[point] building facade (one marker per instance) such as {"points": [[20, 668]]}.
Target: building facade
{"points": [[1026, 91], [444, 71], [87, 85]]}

+===+

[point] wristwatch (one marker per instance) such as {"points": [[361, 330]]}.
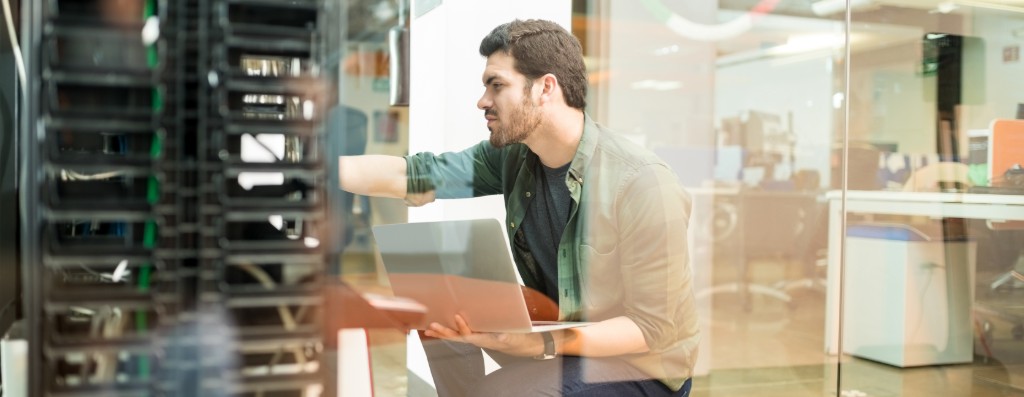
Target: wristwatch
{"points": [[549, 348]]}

+===+

* Do this *
Please identify every line of the material that contains the word "marker", matching case exactly, and copy each of those lines in full.

* Reply *
[point] building facade (one marker per instance) such as {"points": [[20, 668]]}.
[point] wristwatch (one marker per instance) such as {"points": [[361, 330]]}.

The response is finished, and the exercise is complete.